**Your instructions**
Nothing may be dropped. Retype the whole listing exactly.

Record set section start

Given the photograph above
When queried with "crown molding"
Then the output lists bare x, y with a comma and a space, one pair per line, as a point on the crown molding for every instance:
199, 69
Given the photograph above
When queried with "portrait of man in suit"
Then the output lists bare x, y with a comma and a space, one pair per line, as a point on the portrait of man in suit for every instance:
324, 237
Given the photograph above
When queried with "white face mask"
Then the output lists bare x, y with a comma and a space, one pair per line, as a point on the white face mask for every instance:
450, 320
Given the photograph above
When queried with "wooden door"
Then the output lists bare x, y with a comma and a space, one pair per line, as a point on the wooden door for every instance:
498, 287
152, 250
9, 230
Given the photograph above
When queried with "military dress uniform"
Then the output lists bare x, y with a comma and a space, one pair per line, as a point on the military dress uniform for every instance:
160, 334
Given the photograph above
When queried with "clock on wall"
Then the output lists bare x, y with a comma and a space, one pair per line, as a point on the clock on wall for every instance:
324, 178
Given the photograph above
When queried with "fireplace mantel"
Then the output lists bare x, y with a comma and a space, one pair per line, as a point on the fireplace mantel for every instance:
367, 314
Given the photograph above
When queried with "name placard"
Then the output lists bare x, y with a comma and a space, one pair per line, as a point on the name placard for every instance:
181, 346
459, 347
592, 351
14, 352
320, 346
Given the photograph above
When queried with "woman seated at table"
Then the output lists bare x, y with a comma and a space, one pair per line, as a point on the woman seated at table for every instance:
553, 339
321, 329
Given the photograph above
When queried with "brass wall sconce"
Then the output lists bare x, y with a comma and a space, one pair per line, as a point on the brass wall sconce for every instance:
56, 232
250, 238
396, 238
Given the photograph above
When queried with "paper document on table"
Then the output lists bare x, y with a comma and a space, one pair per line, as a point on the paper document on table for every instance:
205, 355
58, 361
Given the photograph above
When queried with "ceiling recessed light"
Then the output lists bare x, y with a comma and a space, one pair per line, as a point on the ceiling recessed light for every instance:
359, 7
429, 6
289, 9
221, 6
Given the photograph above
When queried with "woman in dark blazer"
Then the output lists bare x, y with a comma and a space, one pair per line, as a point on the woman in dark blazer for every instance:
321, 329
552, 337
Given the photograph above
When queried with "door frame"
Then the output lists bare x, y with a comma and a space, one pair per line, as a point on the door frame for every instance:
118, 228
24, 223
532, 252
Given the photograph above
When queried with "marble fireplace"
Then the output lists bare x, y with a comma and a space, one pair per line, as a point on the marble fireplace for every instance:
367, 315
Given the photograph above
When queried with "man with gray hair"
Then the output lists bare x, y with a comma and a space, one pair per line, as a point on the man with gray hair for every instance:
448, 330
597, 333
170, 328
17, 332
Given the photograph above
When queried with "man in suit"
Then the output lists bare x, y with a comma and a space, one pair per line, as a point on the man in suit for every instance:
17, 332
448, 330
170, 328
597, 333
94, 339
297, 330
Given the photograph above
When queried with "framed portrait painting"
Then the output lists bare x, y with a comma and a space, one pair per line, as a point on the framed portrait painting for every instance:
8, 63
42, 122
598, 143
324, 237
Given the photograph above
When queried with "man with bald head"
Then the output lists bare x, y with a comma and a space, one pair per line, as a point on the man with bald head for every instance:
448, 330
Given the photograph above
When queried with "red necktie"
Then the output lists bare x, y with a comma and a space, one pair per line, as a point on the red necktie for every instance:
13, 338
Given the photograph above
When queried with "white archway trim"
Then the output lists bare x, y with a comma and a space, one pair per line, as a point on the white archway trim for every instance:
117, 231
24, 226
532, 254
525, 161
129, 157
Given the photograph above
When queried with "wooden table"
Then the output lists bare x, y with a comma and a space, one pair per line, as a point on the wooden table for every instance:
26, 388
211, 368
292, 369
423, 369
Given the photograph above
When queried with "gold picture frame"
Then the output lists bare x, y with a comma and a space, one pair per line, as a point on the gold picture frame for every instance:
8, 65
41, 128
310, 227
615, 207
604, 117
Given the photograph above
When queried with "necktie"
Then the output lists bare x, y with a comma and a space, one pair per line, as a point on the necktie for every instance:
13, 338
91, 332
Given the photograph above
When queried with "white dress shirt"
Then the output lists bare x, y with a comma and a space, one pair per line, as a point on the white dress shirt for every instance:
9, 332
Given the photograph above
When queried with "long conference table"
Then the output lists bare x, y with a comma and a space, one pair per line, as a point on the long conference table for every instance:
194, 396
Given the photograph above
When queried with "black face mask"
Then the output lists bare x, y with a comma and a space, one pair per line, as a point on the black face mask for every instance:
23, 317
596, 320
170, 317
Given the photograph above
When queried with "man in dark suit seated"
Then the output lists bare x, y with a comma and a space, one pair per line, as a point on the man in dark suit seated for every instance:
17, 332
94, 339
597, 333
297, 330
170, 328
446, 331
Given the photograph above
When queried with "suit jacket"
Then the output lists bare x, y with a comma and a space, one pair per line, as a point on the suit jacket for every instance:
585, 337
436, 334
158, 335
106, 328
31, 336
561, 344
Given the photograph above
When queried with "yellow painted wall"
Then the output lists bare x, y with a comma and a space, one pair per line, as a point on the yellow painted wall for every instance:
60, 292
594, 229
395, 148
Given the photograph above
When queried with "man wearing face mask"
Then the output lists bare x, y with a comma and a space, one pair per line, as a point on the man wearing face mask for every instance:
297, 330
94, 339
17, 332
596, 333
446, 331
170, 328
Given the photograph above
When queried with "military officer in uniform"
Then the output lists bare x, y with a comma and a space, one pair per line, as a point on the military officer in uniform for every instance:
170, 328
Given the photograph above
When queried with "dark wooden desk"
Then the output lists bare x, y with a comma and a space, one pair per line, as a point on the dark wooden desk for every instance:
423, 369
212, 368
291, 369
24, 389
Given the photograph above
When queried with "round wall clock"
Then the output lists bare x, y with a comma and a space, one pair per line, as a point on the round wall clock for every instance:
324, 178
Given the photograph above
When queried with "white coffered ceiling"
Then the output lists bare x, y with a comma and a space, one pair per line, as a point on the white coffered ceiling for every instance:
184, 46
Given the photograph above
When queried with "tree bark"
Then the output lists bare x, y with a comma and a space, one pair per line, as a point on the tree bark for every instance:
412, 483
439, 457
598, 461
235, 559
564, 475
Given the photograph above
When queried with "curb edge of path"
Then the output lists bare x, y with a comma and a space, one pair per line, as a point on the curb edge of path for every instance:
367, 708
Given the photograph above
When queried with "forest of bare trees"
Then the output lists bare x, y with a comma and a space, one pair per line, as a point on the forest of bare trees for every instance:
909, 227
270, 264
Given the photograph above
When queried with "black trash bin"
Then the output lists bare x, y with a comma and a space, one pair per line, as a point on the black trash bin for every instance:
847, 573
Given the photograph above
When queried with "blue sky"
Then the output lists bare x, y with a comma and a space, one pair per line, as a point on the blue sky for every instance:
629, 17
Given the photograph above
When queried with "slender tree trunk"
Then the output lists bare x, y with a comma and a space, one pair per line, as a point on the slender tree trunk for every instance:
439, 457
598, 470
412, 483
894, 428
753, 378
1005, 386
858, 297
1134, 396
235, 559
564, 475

Record set section end

**Response area**
Given the photograph above
When queried with "crown molding"
Then the output lists bare x, y with a comma and a space, one pair per line, as a point on the crown molding for every instance:
199, 69
Given the photograph above
When queried with "portrait of man in suit"
Then the output lists bare x, y with a comma and a space, one pair per line, as a point on the portrait of man in suit for every instance:
324, 237
Given the photograph above
When queried with "white face mask"
Then the output lists bare x, y with a comma and a space, one pair per line, as a point on the white face mask for every instance:
450, 320
Given the photograph above
When queried with "wooden door"
Then the output lists bare x, y with a comma and a space, one pair per line, as a point on the wooden door for every instance:
498, 287
152, 250
9, 230
Given the photograph above
When queried with "military dress uniform"
Then the output lists bare x, y with a comma and a space, one pair per line, as a point on the military dress uniform for every instance:
160, 334
Given the photograph above
When queried with "clock on wall"
Then the output lists bare x, y with a comma and a space, one pair per line, as a point on the clock on wall for every instance:
324, 178
Given the photograph above
When queried with "fireplace mantel"
Then the output lists bare x, y with a comma and a space, one pair per line, as a point on the fireplace mantel for every instance:
367, 314
Given the photograph above
When queried with "name placard"
Then the output lists bare x, y with a comma and a space, one pair per line, as a point on the name placard for every instance:
181, 346
459, 347
592, 351
14, 352
320, 346
Given the photograph above
When queried with "woman seated at table"
Then the output lists bare x, y with a comma and a space, one pair per line, as a point on the woman seated at table for every instance:
553, 339
321, 329
Given the photograph above
When queried with "brass wall sconce"
Then the output lists bare x, y with a comma and a space, one pair per line, as a point on the brass wall sconce for every instance:
56, 232
250, 238
396, 238
Given the photograph above
When queried with "paper document on table"
Then the output lists bare x, y with a comma and a space, one pair per line, as a point on the paper document on table for every instance:
205, 355
58, 361
Given the photograph above
When queried with "ceiling recessed light"
Then the output lists bare x, y with a comma and a space, one pair per line, as a point on the ceiling recessed light for every instance:
359, 7
429, 6
289, 9
221, 6
Given the photograph above
When queried with "woman in dark blazer"
Then the output lists bare x, y with a comma and a space, one pair per line, as a point on the woman in dark blazer for every instance:
321, 329
552, 337
Given the photograph above
When queried with "door frame"
Then the output lists bare x, y with a comma and a space, one pair per line, as a point on the door frame for every instance:
118, 228
24, 223
532, 252
Given the photograph above
When queried with "marble fireplace"
Then the output lists bare x, y with a comma and a space, one pair per line, as a point on the marble fireplace for every instance:
367, 315
Given the photograph above
When queried with "man with gray hair"
Then the output lists bare x, y with a comma and a space, one pair per line, as a point on the man with gray hair for every instance:
448, 330
597, 333
170, 328
17, 332
Given the photograph above
When queried with "man in suit"
Then the output lists bare x, y with a comma and a space, one pair per line, as a point on the man in suit for every instance:
17, 332
448, 330
170, 328
597, 333
94, 339
297, 330
Given the photograph above
When queried with "framed portrait painting"
Then the output lists bare x, y with a comma and a space, one pair per line, as a point on the framed portrait painting for every instance:
8, 63
42, 122
598, 143
324, 237
Given the photograph above
When queried with "man with bald head"
Then the output lists bare x, y with a comma and a space, one pair per line, as a point on the man with bald head for every instance:
448, 330
Given the photograph above
When queried with "red necktie"
Then the output lists bare x, y with a comma and a space, one pair per line, as a point on the red necktie for every instance:
13, 338
Given the photograph above
When queried with "white archway trim"
Then the output lists bare x, y with a comma and a space, one pair per line, as a point on the white archway trim for every instance:
117, 231
24, 226
532, 254
525, 161
129, 157
Given the photograph above
When queried with "wooden table"
Then the output lists bare x, y with a comma and a space, one pair per line, as a point on the wooden table for every instance:
26, 388
211, 368
292, 369
423, 369
Given the photograph above
When queried with "gold picture frame"
Then the output lists bare x, y with a comma and a space, one pair per line, as a point on the gold picture frame for every instance:
8, 65
41, 128
310, 227
615, 207
604, 117
Given the photograph above
When queried with "necktie"
Then the output lists bare x, y with a comma and a space, one pair per line, as a point on the necktie for every instance:
13, 338
91, 332
Given the photograph above
When queried with "white dress shirt"
Then the output lists bare x, y with a comma and a space, one pair per line, as a point on the white dress shirt for every instance:
9, 332
Given the photograph above
When queried with "long conference table"
Then the output lists bare x, y with a comma and a space, one pair per line, as a point on the long conference table for every instance:
194, 396
Given the photograph above
When queried with "black face mask"
Then the output lists bare x, y with a comma and a space, one pair per line, as a point on the black face mask for every instance:
23, 317
596, 320
170, 317
Given the photograph above
When queried with "man in dark suit seated"
Then the output lists bare x, y with a comma and a space, one pair per line, as a point on the man in dark suit seated for every instance:
17, 332
94, 339
597, 333
297, 330
170, 328
446, 331
Given the photograph above
When queried with "suit jacket"
Then the output lists bare x, y with a comma and a space, one pair per line, as a point on the suit jacket for every instance:
585, 337
436, 334
158, 335
106, 328
31, 336
561, 344
Given the photograph above
When queried with "yellow painted wall"
Then the output lists bare x, y with a comma and a space, one pair per line, as a point on the yellow painted wall for every instance:
60, 292
594, 229
395, 148
Given the photograph above
When queried with "man wearing face mask"
Then the output lists bare x, y with a comma and a space, one pair per line, as a point on the man wearing face mask for every instance:
297, 330
94, 339
17, 332
596, 333
446, 331
170, 328
Given the photograph above
When queried with "military officer in uniform"
Then the output lists bare x, y with a comma and a space, one pair per line, as a point on the military officer in uniform for every instance:
170, 328
Given the photograph above
When queried with "dark wooden desk"
Then the output lists bare x, y with a comma and a space, one pair per line, as a point on the dark wooden desk for every instance:
423, 369
212, 368
291, 369
24, 389
Given the photograph above
When queried with "round wall clock"
Then the output lists bare x, y with a comma and a space, one pair per line, as a point on the round wall clock for every instance:
324, 178
Given the photograph above
When queried with "white coffered ceiling"
Then the output lists bare x, y with a comma and a space, one pair per line, as a point on the white coffered ceiling for every instance:
184, 46
Given the photograph above
When queried with "tree bark"
Then the output lists bare x, y with a comma and a space, one pair per line, as a point on the tree bark for every instance:
412, 483
439, 457
598, 461
235, 559
564, 475
Given the photograph above
When queried with "curb edge of path"
Then the output lists bare x, y with a comma and a space, one pair per line, as a point on the curb edge of path for every instance:
367, 708
Given the photograph above
When queried with "forest of bare trees"
Then the output lists bare x, y with a comma and a space, one pair per line, as a point on the forest of bare trees for every instance:
909, 227
270, 264
Given the photograph above
When queried with "black trash bin"
Then the output lists bare x, y with a comma and a space, one pair per line, as a point on the black trash bin for every instance:
847, 573
Given the photograph above
When queried with "blue sky"
Then the output lists bare x, y with a comma and a space, one pair per line, as a point on the blue sky for every instance:
629, 17
Given the photograph above
When queried with "slender tree trunk"
Then the output lists bare x, y with a comma and a space, one pair per line, as a point on the slender tree trunk for every instance:
439, 457
598, 470
412, 483
894, 428
753, 378
1005, 386
858, 297
1134, 396
235, 559
564, 475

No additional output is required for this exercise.